-- start of Provided text --

As noted above, the primary purpose of this study was to examine two aspects of parenting and their relation to motivational beliefs and attitudes known to be important for academic achievement. In order to meet this goal, two related research questions are addressed. First, we examine the extent to which three student-reported parenting styles can be used to predict students' self-reported goal orientations and feelings of relative autonomy. Based on prior research, our strongest expectation was that parents perceived as more authoritative would have children who expressed more adaptive intrinsic forms of achievement motivation. Second, we also explore the extent to which student-reported parent involvement can be used to predict students' motivational beliefs and attitudes. Based on prior research, we hypothesized that greater parent involvement would be associated with a more adaptive pattern of motivational beliefs.
A secondary goal of the present study was to investigate the relations between students' goal orientations and their perceived level of autonomy. In particular, we were interested in examining the relation between students' self-reported focus on mastery goals and their reported feelings of autonomy. As described above, a mastery goal orientation and feelings of autonomy share similar characteristics. Hence, our hypothesis was that these constructs would be positively related and would be associated with the parenting variables in a similar manner.
Participants were 140 students (55 percent female) from a southeast Texas public high school enrolled in an algebra course. The participants reflected 48 percent of the population enrolled in an algebra course. Most participants ranged in age from 14 to 17 years, although three participants were 18, 19, and 20 years old. The participants were primarily 9th-grade students (n = 122, 87 percent), although there were also some 10th-grade students (n = 14, 10 percent) and a few 11th-graders (n = 4, 3 percent). With regard to ethnicity, 52 (37 percent) of the students identified themselves as Hispanic, 48 (35 percent) as African American, 20 (14 percent) as white, 13 (9 percent) as "other," and 7 (5 percent) as Asian American.

-- end of Provided text --
-- start of Information supplied --

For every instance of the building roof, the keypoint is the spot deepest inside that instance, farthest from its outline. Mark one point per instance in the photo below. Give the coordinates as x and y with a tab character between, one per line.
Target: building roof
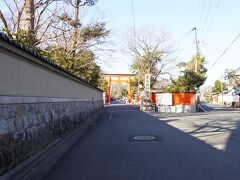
7	39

-- end of Information supplied --

→ **Task directions**
Reproduce word for word the section of the parenting and motivation study above from "Participants were 140" to "as Asian American.".

→ **The response**
Participants were 140 students (55 percent female) from a southeast Texas public high school enrolled in an algebra course. The participants reflected 48 percent of the population enrolled in an algebra course. Most participants ranged in age from 14 to 17 years, although three participants were 18, 19, and 20 years old. The participants were primarily 9th-grade students (n = 122, 87 percent), although there were also some 10th-grade students (n = 14, 10 percent) and a few 11th-graders (n = 4, 3 percent). With regard to ethnicity, 52 (37 percent) of the students identified themselves as Hispanic, 48 (35 percent) as African American, 20 (14 percent) as white, 13 (9 percent) as "other," and 7 (5 percent) as Asian American.